* _Input material_:
^^^^^^^^^^^^^^^^

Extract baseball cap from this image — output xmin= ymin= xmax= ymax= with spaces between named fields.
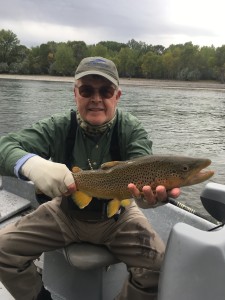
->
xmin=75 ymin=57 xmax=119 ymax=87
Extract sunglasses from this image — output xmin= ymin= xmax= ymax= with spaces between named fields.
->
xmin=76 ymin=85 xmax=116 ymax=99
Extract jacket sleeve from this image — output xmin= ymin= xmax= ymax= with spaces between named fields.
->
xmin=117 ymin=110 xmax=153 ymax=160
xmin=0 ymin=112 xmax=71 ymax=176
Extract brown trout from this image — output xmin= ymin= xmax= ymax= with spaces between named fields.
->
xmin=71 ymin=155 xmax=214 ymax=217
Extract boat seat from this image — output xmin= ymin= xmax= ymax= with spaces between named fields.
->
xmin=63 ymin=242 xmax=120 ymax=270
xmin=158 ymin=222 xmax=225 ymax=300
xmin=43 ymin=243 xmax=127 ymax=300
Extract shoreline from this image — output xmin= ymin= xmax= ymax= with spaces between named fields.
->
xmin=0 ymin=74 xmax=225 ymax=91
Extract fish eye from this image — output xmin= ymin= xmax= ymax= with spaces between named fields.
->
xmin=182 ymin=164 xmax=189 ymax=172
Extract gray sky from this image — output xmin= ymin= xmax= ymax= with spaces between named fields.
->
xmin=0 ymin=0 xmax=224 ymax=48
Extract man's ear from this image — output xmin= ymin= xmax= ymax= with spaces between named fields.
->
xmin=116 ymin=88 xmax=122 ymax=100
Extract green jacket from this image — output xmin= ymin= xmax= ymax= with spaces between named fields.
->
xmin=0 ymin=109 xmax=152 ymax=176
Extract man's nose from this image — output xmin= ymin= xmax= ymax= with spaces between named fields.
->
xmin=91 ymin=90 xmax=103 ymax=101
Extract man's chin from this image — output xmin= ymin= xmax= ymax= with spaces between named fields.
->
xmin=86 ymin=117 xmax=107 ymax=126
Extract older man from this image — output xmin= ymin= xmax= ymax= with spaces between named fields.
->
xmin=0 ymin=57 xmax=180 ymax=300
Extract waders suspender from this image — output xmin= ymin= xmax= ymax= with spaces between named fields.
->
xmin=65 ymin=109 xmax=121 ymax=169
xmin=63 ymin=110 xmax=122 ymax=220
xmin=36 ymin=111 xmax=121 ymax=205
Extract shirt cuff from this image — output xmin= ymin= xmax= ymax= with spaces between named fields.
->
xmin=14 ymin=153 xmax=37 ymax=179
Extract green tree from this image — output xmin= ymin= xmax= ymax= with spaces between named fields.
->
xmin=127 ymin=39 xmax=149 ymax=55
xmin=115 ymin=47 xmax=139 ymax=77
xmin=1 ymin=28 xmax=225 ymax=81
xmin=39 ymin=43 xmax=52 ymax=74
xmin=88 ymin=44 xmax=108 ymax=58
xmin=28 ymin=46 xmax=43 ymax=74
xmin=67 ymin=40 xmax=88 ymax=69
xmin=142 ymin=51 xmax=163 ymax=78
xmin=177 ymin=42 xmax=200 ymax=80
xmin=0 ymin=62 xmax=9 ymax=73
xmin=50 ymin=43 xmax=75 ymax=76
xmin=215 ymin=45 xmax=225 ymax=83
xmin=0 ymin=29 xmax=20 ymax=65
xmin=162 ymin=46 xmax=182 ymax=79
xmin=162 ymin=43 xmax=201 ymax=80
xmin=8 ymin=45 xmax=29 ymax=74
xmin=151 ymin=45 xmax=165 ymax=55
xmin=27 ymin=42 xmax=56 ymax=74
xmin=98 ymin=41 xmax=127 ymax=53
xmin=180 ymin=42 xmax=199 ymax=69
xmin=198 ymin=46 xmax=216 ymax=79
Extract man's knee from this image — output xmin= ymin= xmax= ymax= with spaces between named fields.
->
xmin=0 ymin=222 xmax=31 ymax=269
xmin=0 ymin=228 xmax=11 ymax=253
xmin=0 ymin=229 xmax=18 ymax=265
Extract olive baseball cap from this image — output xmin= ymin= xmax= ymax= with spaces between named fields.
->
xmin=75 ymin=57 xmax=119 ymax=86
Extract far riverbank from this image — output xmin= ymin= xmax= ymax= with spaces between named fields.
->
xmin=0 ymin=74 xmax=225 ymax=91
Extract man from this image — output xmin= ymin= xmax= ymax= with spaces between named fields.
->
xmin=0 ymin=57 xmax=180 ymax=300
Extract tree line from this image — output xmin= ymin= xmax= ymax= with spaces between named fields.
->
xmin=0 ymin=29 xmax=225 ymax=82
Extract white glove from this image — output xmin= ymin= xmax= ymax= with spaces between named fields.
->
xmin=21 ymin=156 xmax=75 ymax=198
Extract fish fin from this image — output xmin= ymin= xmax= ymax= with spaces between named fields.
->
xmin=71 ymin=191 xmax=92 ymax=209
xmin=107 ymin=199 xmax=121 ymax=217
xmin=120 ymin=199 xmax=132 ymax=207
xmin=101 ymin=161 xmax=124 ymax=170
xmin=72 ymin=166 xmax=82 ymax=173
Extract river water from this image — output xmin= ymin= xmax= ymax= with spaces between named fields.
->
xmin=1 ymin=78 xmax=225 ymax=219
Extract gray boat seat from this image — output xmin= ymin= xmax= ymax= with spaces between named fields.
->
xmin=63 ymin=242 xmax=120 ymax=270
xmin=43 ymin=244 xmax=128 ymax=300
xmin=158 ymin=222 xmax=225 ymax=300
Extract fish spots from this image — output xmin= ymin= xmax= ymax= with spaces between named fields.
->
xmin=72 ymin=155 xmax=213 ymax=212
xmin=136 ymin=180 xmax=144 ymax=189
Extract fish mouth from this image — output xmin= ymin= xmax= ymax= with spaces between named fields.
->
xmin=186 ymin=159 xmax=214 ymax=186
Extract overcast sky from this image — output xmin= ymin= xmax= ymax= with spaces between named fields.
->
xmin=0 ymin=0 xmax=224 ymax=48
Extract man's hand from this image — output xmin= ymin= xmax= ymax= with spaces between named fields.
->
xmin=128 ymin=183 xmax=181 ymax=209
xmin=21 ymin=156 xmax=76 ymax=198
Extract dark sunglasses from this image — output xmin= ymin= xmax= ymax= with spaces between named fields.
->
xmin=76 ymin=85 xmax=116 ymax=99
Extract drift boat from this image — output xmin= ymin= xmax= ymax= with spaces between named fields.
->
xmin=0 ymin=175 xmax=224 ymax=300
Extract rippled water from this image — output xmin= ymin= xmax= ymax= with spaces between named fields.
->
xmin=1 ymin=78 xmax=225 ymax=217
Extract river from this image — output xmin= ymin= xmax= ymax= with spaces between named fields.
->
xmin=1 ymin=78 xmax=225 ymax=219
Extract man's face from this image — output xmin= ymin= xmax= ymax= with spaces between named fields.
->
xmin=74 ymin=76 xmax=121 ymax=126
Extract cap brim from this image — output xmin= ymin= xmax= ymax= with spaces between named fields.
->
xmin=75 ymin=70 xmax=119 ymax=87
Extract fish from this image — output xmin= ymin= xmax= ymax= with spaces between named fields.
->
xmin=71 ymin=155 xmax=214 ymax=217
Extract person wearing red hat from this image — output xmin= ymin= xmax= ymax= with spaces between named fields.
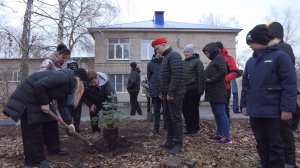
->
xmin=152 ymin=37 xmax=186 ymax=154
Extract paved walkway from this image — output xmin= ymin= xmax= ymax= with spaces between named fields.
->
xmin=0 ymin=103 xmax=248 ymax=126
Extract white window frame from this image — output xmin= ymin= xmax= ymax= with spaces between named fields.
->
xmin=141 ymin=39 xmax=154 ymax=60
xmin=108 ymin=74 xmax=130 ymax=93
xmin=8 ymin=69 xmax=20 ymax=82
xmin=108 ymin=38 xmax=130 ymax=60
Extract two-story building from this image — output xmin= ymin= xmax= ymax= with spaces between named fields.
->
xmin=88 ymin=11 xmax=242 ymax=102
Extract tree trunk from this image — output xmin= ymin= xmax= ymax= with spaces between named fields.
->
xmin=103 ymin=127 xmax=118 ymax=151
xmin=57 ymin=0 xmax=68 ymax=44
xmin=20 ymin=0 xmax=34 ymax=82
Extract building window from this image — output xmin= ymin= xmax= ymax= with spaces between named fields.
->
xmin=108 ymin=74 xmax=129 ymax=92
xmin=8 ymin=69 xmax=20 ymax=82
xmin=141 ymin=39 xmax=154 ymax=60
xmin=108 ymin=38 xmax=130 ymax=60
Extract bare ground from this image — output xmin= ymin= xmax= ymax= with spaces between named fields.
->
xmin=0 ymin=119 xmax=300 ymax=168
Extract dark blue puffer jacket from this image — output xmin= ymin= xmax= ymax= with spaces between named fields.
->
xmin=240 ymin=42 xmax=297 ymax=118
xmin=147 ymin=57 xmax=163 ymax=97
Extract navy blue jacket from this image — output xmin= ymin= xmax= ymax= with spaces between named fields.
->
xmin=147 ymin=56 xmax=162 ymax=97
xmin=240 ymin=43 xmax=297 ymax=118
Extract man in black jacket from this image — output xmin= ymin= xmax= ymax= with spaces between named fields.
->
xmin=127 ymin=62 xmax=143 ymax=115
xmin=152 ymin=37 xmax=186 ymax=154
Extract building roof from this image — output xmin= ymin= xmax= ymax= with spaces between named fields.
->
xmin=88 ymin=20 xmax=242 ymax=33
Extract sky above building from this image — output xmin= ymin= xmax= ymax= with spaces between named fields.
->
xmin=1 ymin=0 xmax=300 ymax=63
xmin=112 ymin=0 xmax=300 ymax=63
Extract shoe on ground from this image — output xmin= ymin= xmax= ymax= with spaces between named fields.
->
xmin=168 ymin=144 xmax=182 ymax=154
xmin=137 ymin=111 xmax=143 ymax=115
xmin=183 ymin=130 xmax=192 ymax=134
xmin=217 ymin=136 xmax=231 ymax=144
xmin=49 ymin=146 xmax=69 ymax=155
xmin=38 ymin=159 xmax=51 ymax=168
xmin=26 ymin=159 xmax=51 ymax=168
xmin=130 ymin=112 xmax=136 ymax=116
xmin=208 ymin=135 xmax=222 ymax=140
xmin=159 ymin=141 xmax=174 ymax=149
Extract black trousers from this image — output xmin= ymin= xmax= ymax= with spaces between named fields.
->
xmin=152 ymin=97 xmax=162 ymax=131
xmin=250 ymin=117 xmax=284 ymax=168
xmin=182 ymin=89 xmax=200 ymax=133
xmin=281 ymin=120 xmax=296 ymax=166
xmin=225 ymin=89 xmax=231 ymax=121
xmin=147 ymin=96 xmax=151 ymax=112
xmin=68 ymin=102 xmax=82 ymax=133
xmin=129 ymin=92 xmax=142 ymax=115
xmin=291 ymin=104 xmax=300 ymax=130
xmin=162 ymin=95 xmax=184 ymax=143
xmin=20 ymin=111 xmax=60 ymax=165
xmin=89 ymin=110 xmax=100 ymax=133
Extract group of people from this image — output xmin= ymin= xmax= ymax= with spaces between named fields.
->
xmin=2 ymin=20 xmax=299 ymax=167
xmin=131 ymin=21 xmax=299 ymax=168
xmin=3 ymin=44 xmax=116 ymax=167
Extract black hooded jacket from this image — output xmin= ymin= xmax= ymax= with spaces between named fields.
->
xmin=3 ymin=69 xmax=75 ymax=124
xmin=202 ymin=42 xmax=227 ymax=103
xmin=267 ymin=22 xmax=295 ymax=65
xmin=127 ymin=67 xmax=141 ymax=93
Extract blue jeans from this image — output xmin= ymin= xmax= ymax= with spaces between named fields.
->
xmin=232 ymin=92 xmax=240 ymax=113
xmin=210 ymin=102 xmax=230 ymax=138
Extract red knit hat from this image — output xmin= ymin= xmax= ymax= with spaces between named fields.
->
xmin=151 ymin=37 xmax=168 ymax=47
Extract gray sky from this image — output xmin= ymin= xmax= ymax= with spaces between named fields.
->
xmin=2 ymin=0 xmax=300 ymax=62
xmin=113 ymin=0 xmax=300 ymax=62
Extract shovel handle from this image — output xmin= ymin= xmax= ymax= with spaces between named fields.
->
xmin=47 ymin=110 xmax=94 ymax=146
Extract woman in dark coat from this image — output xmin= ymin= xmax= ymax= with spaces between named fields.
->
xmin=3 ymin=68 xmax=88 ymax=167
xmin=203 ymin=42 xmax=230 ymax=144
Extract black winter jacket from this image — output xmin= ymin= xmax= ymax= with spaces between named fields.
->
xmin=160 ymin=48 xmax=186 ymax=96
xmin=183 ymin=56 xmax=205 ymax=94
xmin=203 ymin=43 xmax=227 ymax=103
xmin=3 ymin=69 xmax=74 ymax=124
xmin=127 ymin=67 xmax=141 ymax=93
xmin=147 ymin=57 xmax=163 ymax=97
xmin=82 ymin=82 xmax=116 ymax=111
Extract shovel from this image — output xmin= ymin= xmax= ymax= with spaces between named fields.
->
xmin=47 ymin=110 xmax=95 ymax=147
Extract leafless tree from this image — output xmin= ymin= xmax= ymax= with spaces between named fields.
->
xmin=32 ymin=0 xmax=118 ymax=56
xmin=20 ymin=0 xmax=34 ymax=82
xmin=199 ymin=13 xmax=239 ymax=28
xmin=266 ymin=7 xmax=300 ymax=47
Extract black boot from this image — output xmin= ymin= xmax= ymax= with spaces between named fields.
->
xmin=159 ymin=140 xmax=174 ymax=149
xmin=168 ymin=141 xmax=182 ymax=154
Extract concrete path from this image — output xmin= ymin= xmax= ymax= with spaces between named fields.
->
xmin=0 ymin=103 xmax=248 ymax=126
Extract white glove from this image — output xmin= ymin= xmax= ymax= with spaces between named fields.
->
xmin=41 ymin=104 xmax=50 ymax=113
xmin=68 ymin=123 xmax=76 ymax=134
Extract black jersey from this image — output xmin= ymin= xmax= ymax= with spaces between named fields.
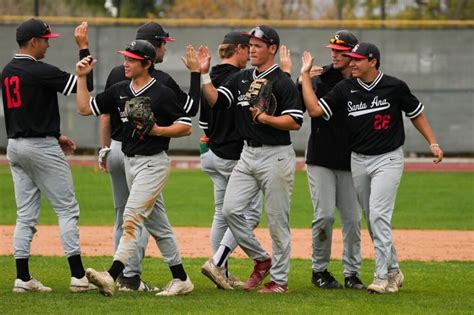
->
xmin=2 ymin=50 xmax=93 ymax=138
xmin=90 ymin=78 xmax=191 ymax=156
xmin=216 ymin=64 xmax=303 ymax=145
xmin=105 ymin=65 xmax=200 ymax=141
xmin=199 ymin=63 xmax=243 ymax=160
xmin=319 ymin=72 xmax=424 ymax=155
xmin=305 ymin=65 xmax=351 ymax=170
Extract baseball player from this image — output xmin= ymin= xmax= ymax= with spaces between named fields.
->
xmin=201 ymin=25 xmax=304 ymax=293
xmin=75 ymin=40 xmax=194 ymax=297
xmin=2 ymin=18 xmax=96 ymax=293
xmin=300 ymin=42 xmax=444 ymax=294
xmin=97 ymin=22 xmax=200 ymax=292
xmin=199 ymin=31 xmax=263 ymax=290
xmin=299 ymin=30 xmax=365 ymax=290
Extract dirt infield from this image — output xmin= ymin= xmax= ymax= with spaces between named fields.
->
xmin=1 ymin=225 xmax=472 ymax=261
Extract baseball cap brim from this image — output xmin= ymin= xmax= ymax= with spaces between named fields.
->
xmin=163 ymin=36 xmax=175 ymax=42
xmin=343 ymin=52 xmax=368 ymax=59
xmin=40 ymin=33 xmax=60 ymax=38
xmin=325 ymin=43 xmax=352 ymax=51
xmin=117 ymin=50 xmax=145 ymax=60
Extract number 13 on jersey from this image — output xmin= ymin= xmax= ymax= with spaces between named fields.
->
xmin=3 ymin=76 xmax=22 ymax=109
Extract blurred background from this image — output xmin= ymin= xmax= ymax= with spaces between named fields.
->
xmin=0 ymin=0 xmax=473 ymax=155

^^^^^^^^^^^^^^^^

* _Task description_: Using the entries above, give back exactly the line containing "Extract man's chin", the line containing "Extract green tree", and every line between them, and nothing else.

* _Result of the exercise_:
Extract man's chin from this image — output xmin= ymin= xmax= ymax= with spaces between named fields.
->
xmin=86 ymin=117 xmax=107 ymax=126
Extract older man from this image — output xmin= ymin= xmax= ymax= with spaces between named fields.
->
xmin=0 ymin=57 xmax=180 ymax=300
Extract waders suspender from this image — output xmin= ymin= xmax= ymax= with spaces between named fields.
->
xmin=65 ymin=109 xmax=121 ymax=169
xmin=63 ymin=110 xmax=122 ymax=220
xmin=36 ymin=111 xmax=121 ymax=205
Extract shirt cuff from this image — output xmin= ymin= xmax= ymax= with spaces between named fields.
->
xmin=14 ymin=153 xmax=37 ymax=179
Extract green tree from this image — output xmin= ymin= xmax= ymax= with spaces between named fields.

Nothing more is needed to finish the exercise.